Capsids, the containers housing viral DNA, are stable, self-assembling structures because they rely on the net strength afforded by a combination of weak attractive or repulsive forces arising from the relative position of proteins making up the container
Viruses are essentially mobile DNA containers that implicate themselves into living cells by usurping the cell’s reproductive machinery to reproduce their own DNA. Viral DNA is housed in protective nano-scale containers, called capsids, that self-assemble within the host cell. These resilient proteinaceous packets self-assemble in response to a variety of weak forces that, in concert, provide the capsid with a great deal of stability. The weak forces at work include attraction or repulsion between electrostatic charges, water solubility, and constituent structures in various parts of the capsid.

▬▬▬▬▬▬

Exercises to complete.
[1] Reproduce the capsid text word for word from "Capsids, the containers" to "of the capsid.".
[2] List the weak forces that the capsid text names as being at work in capsid self-assembly.
[3] Pick up the capsid text after its last sentence and continue it.

▬▬▬▬▬▬

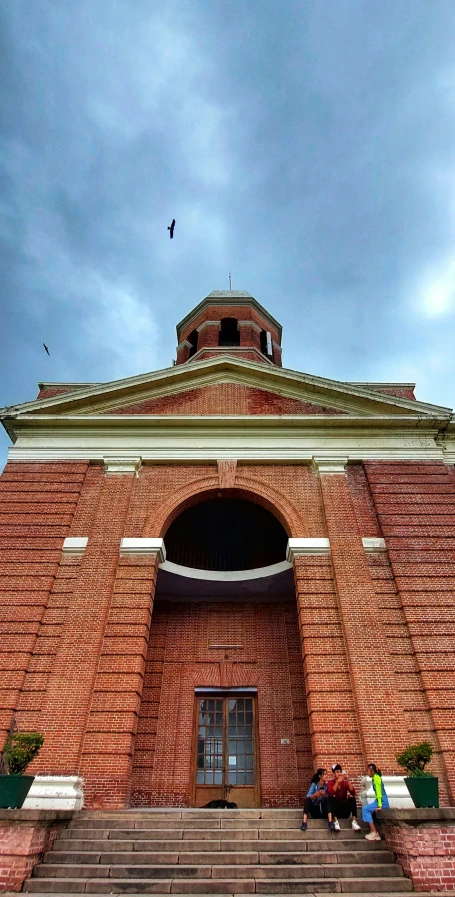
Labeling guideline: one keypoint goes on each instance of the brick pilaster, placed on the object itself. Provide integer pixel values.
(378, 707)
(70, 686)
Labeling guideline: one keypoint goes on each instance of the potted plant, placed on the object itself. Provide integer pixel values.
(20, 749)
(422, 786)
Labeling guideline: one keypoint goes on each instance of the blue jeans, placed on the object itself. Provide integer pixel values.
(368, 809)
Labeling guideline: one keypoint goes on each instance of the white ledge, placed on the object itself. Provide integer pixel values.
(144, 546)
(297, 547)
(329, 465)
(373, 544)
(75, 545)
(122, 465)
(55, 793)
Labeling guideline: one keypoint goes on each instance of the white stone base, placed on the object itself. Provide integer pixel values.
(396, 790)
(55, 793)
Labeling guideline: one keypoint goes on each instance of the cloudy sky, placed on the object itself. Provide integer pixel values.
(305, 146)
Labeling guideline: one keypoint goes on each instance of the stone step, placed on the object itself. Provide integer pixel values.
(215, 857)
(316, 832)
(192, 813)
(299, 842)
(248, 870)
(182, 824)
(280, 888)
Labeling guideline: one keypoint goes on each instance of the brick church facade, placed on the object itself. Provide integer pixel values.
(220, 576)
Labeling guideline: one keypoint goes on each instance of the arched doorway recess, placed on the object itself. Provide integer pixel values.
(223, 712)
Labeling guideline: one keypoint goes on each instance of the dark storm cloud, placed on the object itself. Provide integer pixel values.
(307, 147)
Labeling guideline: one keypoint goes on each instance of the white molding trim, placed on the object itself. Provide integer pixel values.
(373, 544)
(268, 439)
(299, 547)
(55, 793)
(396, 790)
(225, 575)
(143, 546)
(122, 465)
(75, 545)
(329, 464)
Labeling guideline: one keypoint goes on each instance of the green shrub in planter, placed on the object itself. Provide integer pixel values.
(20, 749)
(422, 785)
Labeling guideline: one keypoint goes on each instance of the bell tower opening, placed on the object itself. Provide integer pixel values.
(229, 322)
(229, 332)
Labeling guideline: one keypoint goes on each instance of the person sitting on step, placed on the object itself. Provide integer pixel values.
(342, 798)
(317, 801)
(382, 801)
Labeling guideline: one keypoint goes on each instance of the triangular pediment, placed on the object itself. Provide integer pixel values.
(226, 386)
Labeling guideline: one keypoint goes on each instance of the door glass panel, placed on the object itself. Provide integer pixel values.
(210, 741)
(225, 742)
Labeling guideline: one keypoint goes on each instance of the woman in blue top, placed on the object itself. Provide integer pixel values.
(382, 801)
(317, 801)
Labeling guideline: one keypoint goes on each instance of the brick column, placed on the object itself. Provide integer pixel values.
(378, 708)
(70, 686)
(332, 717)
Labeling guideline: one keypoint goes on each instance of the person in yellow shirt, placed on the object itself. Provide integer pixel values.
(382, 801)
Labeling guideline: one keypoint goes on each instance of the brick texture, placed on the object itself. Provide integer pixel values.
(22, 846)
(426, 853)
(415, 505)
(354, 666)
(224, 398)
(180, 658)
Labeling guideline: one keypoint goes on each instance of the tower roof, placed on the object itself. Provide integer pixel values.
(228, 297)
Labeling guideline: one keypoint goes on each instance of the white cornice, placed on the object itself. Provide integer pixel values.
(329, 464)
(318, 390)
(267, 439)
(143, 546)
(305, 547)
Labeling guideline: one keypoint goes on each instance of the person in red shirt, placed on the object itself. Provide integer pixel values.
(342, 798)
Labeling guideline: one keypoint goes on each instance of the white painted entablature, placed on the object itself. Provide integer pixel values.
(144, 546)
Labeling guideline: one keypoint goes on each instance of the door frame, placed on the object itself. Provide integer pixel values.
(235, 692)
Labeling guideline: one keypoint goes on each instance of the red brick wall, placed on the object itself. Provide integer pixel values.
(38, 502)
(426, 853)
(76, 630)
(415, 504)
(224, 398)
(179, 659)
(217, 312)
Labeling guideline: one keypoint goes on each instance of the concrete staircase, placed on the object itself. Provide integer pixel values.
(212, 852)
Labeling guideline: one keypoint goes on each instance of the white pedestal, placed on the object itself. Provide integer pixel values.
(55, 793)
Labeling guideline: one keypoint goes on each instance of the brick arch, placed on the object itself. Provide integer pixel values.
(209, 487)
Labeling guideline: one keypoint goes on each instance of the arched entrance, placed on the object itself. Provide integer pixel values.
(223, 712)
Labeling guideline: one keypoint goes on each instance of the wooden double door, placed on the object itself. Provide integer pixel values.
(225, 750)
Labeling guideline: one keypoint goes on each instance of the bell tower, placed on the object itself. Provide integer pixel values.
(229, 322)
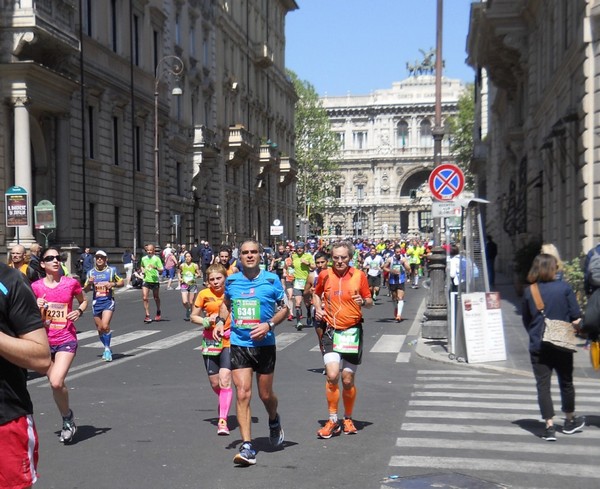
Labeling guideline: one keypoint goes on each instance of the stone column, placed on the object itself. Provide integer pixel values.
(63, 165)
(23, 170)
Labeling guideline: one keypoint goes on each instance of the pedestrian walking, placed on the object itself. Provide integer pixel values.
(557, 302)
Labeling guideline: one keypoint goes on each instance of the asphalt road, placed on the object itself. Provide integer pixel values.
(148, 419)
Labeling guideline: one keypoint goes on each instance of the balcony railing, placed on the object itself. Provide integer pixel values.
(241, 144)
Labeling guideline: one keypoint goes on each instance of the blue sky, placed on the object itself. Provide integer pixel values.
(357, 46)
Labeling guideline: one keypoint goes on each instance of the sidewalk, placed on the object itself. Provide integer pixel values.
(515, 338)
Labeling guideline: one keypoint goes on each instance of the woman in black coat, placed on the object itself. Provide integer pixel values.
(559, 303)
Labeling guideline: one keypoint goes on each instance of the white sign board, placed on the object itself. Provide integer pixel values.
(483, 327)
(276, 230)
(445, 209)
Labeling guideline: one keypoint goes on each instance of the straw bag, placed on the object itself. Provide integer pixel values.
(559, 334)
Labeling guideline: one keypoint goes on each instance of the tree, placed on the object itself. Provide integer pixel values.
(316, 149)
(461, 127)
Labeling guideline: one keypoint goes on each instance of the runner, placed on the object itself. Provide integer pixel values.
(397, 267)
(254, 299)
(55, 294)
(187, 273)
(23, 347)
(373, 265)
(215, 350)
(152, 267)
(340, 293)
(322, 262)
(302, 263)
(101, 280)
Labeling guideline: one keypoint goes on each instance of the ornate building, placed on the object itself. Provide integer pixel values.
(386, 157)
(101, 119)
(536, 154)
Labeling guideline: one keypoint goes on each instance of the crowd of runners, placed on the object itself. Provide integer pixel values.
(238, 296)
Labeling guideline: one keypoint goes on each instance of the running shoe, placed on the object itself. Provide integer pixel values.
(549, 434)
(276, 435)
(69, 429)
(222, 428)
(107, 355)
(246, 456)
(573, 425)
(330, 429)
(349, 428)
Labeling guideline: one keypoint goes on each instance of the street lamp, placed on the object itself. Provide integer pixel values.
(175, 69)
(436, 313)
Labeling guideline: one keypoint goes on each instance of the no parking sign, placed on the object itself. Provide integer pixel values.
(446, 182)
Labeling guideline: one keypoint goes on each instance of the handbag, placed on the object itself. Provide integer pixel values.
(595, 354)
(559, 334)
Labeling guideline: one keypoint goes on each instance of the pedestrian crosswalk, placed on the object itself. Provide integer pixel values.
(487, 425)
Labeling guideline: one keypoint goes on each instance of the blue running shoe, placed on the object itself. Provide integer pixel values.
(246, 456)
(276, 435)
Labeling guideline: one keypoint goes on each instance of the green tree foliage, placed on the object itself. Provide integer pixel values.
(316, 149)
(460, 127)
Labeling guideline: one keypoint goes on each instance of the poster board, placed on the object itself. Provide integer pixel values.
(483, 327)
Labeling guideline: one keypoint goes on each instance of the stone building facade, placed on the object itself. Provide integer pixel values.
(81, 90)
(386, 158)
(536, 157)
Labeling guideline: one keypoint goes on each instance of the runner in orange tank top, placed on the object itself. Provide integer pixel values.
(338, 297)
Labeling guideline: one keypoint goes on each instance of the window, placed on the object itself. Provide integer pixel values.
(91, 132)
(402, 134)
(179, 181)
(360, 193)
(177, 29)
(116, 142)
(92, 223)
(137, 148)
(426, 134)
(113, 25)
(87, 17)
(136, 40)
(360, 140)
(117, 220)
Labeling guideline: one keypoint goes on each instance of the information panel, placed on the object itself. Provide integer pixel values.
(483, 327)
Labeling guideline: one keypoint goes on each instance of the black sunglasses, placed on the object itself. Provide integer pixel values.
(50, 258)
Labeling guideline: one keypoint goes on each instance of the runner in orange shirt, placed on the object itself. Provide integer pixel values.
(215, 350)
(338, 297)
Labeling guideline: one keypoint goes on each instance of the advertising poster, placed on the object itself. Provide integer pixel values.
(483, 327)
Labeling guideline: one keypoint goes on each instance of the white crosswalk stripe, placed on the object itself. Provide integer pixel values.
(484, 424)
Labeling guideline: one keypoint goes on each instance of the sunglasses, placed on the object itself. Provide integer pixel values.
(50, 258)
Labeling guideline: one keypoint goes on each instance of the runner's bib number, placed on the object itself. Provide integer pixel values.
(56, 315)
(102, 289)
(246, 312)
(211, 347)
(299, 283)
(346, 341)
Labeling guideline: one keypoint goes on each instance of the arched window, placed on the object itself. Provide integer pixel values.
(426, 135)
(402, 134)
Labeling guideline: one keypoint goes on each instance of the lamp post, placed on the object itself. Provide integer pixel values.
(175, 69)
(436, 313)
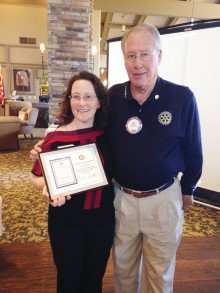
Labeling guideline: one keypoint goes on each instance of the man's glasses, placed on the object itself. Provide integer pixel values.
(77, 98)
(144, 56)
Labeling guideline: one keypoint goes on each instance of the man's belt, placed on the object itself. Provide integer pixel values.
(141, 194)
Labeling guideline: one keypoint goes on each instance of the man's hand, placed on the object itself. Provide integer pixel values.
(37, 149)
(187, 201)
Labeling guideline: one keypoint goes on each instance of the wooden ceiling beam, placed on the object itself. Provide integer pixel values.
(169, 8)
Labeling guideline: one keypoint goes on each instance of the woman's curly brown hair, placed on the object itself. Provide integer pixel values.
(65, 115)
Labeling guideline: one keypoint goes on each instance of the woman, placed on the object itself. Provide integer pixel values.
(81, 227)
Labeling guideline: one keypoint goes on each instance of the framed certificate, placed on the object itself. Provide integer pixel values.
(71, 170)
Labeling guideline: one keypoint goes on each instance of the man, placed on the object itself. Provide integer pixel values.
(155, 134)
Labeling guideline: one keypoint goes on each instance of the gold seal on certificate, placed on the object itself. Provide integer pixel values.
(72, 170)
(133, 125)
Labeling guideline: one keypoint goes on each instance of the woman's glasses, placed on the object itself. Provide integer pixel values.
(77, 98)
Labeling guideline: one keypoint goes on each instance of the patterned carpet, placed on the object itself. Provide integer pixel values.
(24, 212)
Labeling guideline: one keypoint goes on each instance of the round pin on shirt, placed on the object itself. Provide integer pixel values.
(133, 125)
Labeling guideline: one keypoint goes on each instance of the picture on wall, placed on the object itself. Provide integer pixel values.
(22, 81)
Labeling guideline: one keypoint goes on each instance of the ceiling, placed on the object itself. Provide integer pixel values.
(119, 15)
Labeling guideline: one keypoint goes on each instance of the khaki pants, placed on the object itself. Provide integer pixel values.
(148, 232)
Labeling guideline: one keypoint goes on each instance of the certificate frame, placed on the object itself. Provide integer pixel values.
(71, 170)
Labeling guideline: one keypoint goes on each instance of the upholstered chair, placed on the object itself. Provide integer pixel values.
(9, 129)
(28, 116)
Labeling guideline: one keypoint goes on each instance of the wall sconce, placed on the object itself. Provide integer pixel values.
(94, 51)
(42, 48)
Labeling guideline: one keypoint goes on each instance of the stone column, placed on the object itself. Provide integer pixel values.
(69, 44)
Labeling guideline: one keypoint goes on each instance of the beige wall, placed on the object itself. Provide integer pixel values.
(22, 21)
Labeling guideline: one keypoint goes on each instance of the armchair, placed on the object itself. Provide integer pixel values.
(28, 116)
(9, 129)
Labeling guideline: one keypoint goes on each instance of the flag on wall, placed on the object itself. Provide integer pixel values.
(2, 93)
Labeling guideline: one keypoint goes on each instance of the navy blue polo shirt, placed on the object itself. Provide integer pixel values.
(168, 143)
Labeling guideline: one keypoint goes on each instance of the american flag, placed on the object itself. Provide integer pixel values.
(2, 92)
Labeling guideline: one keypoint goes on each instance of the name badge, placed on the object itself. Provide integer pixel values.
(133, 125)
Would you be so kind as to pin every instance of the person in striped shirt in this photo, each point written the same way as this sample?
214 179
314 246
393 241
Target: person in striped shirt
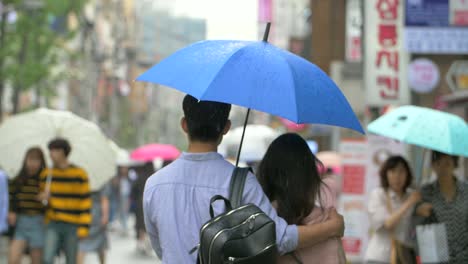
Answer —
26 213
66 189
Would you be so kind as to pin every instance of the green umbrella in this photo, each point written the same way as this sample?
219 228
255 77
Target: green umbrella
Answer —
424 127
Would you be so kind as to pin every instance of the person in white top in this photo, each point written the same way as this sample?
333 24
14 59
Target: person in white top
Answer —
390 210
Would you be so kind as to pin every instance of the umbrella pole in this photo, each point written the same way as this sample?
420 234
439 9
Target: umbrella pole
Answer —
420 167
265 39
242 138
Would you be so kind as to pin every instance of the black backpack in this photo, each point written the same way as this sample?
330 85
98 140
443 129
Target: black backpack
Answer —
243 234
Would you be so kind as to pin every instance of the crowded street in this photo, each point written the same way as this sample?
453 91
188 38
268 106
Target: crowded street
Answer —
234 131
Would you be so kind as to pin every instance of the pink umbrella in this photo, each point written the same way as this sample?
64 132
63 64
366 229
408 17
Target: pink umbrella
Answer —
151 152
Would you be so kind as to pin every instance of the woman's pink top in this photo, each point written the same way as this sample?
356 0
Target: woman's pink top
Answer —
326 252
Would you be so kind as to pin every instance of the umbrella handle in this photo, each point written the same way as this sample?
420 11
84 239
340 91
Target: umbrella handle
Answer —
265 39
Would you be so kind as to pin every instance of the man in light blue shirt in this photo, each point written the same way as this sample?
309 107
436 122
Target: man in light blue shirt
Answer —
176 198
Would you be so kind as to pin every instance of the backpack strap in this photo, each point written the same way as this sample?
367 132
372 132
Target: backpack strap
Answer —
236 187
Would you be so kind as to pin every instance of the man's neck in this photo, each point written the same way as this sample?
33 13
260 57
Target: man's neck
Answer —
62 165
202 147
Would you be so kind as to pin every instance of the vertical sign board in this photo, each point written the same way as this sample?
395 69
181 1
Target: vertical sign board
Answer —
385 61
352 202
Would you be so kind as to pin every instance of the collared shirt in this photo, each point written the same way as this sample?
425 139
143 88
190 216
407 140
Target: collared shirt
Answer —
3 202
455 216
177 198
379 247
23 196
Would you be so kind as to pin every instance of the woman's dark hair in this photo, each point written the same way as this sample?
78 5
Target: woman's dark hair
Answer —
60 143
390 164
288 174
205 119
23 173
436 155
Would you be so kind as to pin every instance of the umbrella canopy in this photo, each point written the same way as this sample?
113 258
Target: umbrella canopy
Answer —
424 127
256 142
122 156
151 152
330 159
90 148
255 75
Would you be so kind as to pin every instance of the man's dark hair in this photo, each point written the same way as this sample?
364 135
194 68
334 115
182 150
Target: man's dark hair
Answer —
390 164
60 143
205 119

▬▬▬▬▬▬

Task responses.
[1]
Capsids, the containers housing viral DNA, are stable, self-assembling structures because they rely on the net strength afforded by a combination of weak attractive or repulsive forces arising from the relative position of proteins making up the container
Viruses are essentially mobile DNA containers that implicate themselves into living cells by usurping the cell’s reproductive machinery to reproduce their own DNA. Viral DNA is housed in protective nano-scale containers, called capsids, that self-assemble within the host cell. These resilient proteinaceous packets self-assemble in response to a variety of weak forces that, in concert, provide the capsid with a great deal of stability. The weak forces at work include attraction or repulsion between electrostatic charges, water solubility, and constituent structures in various parts of the capsid.

[2]
- Attraction or repulsion between electrostatic charges
- Water solubility
- Constituent structures in various parts of the capsid

[3]
Watch Video of Virus Self-Assembling (5:31 min)
The image shows the MS2 bacteriophage, a virus whose genome was one of the first ever determined. Part of NIH-supported research and tool development led by Professor Philip Bourne SDSC/UCSD, the image shows the complete viral protein coat, attached to short pieces of the viral genome (14 bases out of 3,569 total). The viral coat is made up of a single protein repeated 60 times (ribbon), creating a sphere that holds only the viral genetic information (shown as spheres and cylinders) and a single protein related to maturation (not shown).